- **Location identification items**:
+ + + + + + +

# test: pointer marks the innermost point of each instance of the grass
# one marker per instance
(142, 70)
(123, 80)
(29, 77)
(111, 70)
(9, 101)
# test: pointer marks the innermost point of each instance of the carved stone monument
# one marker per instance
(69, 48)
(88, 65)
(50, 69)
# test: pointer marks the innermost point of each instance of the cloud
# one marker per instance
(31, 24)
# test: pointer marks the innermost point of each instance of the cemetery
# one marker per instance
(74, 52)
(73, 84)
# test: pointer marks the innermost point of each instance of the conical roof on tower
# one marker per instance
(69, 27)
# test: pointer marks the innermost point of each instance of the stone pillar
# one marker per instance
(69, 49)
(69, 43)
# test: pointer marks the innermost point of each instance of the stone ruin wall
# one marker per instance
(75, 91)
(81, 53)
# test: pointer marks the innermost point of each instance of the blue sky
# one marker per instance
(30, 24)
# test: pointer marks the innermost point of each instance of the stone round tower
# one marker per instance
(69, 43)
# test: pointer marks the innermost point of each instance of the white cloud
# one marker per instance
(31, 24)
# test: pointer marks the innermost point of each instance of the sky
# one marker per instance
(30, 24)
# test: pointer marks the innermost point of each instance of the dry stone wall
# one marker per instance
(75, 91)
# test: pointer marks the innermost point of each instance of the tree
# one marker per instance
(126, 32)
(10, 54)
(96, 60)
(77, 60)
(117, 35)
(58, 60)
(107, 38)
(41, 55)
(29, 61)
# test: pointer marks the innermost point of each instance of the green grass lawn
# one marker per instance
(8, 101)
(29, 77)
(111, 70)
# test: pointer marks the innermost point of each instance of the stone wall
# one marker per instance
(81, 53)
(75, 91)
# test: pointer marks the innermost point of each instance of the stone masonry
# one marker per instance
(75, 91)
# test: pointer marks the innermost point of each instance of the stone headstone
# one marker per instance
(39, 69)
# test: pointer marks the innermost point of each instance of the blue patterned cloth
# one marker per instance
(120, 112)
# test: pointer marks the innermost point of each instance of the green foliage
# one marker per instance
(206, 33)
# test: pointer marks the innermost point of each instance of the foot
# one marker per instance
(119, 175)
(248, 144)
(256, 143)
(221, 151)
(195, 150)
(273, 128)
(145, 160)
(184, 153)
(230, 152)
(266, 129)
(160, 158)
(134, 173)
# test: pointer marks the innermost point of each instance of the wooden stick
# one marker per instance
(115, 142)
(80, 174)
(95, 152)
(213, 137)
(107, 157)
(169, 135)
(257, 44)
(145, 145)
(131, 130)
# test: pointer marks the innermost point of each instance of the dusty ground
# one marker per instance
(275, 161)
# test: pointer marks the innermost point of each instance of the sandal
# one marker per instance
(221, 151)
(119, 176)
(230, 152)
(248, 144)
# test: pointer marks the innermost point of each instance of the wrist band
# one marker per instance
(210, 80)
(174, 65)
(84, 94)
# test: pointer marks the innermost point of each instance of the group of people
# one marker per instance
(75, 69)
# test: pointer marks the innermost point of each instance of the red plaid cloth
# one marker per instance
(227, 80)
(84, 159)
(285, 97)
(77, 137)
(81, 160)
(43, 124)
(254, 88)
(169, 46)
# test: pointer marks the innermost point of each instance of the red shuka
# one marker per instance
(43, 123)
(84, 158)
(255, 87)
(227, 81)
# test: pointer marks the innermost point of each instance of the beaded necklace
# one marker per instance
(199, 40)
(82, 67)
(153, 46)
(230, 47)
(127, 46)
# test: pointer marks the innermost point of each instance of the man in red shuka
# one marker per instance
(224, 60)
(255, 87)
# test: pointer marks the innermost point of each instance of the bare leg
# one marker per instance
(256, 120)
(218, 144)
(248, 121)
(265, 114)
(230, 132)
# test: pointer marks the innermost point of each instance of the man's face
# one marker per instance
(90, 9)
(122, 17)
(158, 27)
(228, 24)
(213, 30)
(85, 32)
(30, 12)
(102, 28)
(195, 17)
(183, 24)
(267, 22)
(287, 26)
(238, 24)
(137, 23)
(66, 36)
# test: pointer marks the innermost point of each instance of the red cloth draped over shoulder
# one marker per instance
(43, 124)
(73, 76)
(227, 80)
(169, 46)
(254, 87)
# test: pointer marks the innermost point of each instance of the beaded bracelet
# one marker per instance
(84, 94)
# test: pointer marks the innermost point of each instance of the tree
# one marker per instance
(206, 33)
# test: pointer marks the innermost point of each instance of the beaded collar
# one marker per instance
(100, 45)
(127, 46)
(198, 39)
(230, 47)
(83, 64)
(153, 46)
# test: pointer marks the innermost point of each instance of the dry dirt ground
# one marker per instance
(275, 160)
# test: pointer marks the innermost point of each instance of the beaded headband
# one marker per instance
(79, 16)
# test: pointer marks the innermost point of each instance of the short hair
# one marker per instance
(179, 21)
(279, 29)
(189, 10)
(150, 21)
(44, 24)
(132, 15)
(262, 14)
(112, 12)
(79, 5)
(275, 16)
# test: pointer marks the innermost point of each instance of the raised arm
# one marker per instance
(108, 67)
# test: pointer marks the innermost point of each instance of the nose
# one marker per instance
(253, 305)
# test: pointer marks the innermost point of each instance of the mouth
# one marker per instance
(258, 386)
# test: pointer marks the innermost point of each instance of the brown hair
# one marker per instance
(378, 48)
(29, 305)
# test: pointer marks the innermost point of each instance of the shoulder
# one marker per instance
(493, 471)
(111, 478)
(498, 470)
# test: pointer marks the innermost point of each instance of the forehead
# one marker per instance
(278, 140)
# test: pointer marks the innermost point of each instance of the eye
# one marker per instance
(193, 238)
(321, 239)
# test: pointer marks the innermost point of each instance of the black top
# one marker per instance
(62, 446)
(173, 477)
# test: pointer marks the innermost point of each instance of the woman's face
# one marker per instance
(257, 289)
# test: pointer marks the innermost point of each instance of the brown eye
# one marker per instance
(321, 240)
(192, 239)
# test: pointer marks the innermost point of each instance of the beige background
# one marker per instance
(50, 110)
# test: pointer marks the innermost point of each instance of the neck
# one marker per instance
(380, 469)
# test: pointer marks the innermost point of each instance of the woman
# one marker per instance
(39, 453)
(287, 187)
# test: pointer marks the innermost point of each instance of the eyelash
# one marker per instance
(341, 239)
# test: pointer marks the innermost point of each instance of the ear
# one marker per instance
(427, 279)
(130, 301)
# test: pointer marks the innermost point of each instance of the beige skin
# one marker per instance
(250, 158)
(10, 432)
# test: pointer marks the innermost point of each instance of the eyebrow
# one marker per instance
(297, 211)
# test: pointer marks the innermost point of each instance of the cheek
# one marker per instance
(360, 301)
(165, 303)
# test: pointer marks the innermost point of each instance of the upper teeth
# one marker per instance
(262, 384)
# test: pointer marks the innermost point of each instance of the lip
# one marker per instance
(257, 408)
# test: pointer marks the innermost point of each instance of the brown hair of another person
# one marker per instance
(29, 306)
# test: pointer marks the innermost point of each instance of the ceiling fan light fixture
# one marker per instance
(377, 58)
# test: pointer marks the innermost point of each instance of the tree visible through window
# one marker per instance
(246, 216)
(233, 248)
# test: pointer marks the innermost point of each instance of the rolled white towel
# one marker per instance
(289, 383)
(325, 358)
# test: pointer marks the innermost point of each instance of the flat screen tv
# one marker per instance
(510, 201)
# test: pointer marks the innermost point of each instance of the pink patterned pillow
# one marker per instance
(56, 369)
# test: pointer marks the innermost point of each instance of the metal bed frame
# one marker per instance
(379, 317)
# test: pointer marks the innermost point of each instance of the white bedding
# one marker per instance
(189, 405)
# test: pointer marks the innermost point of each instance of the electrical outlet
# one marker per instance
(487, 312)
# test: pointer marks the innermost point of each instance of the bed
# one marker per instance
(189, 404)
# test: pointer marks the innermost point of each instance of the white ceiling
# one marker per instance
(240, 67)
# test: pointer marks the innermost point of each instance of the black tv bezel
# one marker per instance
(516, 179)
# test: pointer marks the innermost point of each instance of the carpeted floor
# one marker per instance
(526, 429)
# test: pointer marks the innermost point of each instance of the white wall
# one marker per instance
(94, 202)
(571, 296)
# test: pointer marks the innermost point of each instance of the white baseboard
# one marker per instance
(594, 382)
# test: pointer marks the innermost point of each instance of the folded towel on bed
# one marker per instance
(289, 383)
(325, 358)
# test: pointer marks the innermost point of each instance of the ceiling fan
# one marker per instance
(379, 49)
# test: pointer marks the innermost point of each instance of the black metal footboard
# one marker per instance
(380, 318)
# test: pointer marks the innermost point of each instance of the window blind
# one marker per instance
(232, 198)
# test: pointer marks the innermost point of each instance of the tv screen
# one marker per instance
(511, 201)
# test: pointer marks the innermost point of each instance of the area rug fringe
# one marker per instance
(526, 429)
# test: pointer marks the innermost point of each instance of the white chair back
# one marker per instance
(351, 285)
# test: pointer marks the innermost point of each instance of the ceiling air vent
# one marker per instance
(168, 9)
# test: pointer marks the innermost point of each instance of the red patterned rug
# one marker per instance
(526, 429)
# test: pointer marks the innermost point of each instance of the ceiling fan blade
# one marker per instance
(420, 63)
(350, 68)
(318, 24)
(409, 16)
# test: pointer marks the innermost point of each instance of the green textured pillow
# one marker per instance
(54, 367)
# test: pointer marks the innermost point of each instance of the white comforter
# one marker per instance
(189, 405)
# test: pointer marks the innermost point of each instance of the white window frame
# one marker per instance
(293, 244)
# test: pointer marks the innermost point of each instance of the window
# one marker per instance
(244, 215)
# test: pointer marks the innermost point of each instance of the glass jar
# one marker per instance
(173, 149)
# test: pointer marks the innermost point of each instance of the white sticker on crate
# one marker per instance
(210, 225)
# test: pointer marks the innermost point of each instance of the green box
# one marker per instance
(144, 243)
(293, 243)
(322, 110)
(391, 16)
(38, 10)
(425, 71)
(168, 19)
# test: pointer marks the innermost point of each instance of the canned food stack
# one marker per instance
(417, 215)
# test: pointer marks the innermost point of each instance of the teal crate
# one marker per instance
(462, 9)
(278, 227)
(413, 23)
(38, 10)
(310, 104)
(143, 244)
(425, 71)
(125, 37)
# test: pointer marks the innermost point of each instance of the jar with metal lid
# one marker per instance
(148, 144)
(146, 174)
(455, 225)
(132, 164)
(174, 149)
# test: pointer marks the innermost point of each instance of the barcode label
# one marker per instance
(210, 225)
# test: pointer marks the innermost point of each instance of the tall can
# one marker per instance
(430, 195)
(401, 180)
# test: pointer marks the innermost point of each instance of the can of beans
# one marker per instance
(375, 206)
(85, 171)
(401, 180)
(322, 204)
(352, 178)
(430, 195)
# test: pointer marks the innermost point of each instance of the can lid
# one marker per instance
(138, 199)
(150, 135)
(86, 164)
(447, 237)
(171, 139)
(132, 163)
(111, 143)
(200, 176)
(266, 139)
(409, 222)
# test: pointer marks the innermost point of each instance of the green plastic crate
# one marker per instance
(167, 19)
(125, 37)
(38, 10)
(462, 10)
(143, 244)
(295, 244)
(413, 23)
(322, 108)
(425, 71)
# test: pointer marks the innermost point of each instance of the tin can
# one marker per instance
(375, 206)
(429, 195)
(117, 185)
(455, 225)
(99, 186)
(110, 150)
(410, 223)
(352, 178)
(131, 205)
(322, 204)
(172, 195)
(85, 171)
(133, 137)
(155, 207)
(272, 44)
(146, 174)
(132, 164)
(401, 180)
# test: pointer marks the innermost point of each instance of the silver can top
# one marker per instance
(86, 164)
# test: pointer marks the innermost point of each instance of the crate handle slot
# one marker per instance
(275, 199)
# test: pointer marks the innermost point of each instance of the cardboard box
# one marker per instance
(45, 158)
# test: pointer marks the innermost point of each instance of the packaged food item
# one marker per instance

+ + + + + + +

Return exactly the lines from the one containing "the green box" through the last line of the records above, both included, and nothing else.

# test: pointer marks the innermost point of each instance of the green box
# one marker per instance
(144, 243)
(293, 243)
(322, 110)
(391, 16)
(38, 10)
(425, 71)
(168, 19)
# test: pointer marks the innermost point of each instance of the canned food stack
# one marker per instance
(417, 215)
# test: pointer marks the innermost point of each instance of the teal crate
# one marker per instance
(462, 9)
(278, 227)
(413, 23)
(38, 10)
(310, 104)
(143, 244)
(425, 71)
(125, 37)
# test: pointer marks the innermost point of each instance of the jar with metal lid
# one marker per instance
(148, 144)
(146, 174)
(455, 225)
(132, 164)
(174, 149)
# test: pointer marks the innermost point of each instance of the barcode label
# one marker per instance
(210, 225)
# test: pointer marks the innermost point of each instance of the tall can
# one marker per instance
(430, 195)
(401, 180)
# test: pointer marks the innermost point of each instance of the can of beans
# one marker per instance
(375, 206)
(85, 171)
(401, 180)
(322, 204)
(352, 178)
(430, 195)
# test: pointer marks the innermost point of each instance of the can lid
# one marker per instance
(138, 199)
(150, 135)
(86, 164)
(447, 237)
(171, 139)
(132, 163)
(111, 143)
(200, 176)
(266, 139)
(409, 222)
# test: pointer marks the innermost point of each instance of the green plastic crate
# one marker per instance
(167, 19)
(125, 37)
(38, 10)
(462, 10)
(143, 244)
(295, 244)
(413, 23)
(322, 108)
(425, 71)
# test: pointer marks the innermost point of each instance of the tin can
# one marker per instance
(375, 206)
(429, 195)
(117, 185)
(455, 225)
(99, 186)
(110, 150)
(410, 223)
(352, 178)
(131, 205)
(322, 204)
(172, 195)
(85, 171)
(133, 137)
(155, 207)
(272, 44)
(146, 174)
(132, 164)
(401, 180)
# test: pointer marks the innermost point of each instance of the silver can top
# one marker per instance
(86, 164)
# test: pointer marks the innermost point of each instance of the crate handle slot
# one marker per instance
(275, 199)
# test: pointer marks the innermost point of each instance of the cardboard box
# one marker per instance
(45, 158)
# test: pointer marks the innermost point of each instance of the packaged food item
# one marker per instance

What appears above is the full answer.